## Passage to read
------------------------------------------------------------------------

Licence Appeal Tribunal File Number: 20-011457/AABS
In the matter of an application pursuant to subsection 280(2) of the Insurance Act, RSO 1990, c I.8., in relation to statutory accident benefits.
Between:
Shane Wicks
Applicant
and
Intact Insurance Company
Respondent
DECISION AND ORDER
VICE-CHAIR: Monica Ciriello
APPEARANCES:
For the Applicant: Frank McNally, Counsel
For the Respondent: Peter Trueman, Counsel
HEARD: By Way of Written Hearing
BACKGROUND
1The applicant was involved in an automobile accident on May 5, 2018, and sought benefits pursuant to the Statutory Accident Benefits Schedule – Effective September 1, 2010 (“Schedule”).1 The applicant was denied certain benefits by the Intact Insurance Company, (“respondent”), and submitted an application to the Licence Appeal Tribunal – Automobile Accident Benefits Service (“Tribunal”).

------------------------------------------------------------------------

## Work task 1
Please print part of the tribunal decision word for word, starting at the words "Licence Appeal Tribunal File" and stopping after the words "statutory accident benefits.".
## Work task 2
Carry on writing the tribunal decision, picking up after its last sentence.
The items have nothing to do with the tribunal decision.

## Records shown
------------------------------------------------------------------------

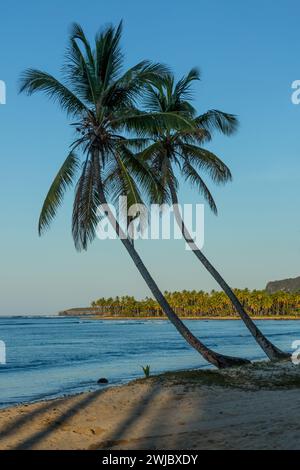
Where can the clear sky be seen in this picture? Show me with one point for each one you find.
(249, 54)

------------------------------------------------------------------------

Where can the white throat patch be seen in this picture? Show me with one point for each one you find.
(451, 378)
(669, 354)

------------------------------------------------------------------------

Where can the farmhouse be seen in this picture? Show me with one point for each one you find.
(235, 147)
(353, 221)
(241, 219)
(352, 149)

------------------------------------------------------------------------

## Exercise response 1
Licence Appeal Tribunal File Number: 20-011457/AABS
In the matter of an application pursuant to subsection 280(2) of the Insurance Act, RSO 1990, c I.8., in relation to statutory accident benefits.

## Exercise response 2
ISSUES
2The following issues are to be decided:
a. Is the applicant entitled to $37,129.50 for vocational/academic training services and rehabilitation devices, a mattress and massage chair proposed by Functionability Rehabilitation Services in a treatment plan (“OCF-18”) denied September 11, 2019?
b. Is the applicant entitled to $2,460 for medical and rehabilitation services, for a stairmaster, proposed by Functionability Rehabilitation Services in an OCF-18 denied July 27, 2020?
c. Is the applicant entitled to interest on any overdue payment of benefits?
RESULT
3I find that the applicant is not entitled to:
a. $37,129.50 for Vocational/Academic Training Services, a Mattress, and Massage Chair;
b. $2,460 For Medical Services;
c. Interest on any overdue payment of benefits.
FACTS
4The applicant was injured in an accident on May 5, 2018, when he witnessed another vehicle collided with his parked vehicle. The applicant confronted the other driver and stood in front of his vehicle to prevent him from driving away, the other drive drove forward, and the applicant jumped onto the hood of the vehicle. The applicant held onto the hood while the other driver drove away. The applicant eventually rolled off the hood of the vehicle. The attending police officer noted that the applicant did not appear physically injured but was shaken up.2 The applicant did not ask for an ambulance and was not taken to the hospital.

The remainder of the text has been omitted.